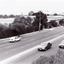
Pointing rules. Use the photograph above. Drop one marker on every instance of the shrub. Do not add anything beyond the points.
(58, 58)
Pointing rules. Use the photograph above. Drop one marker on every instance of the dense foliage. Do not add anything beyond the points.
(58, 58)
(26, 24)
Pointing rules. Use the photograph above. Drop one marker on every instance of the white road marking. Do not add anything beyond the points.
(14, 49)
(6, 61)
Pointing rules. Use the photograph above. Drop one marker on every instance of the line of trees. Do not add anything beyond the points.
(9, 16)
(33, 22)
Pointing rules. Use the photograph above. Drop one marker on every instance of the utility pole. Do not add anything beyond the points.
(39, 21)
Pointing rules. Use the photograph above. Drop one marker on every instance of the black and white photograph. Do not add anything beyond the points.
(31, 31)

.....

→ **Action item**
Although the records hold pictures, return only what remains, word for word.

→ **Expected answer**
Pointing rules. Use the photograph above. Drop one marker on every instance of the shrub. Do not add anything beyond the points.
(58, 58)
Pointing rules. Use the photograph above. Drop one marker on every instance of the dense foliage. Do not add anything beyond the points.
(58, 58)
(26, 24)
Pointing rules. Use the photograph above. Drop one marker on every instance of the white road marking. Do not add anything beyond the points.
(14, 49)
(6, 61)
Pointing rules. Use the photograph above. Drop one marker on every instance of the line of trees. Do not add anything beyond the points.
(9, 16)
(33, 22)
Pointing rules. Use the photograph above. Drop one marker on every instance of the utility pole. Do not add anything beyond the points.
(39, 21)
Pointing rules. Use the photograph above. Drop one marker on every instance of the black and white photograph. Do not add anything beyond the points.
(31, 31)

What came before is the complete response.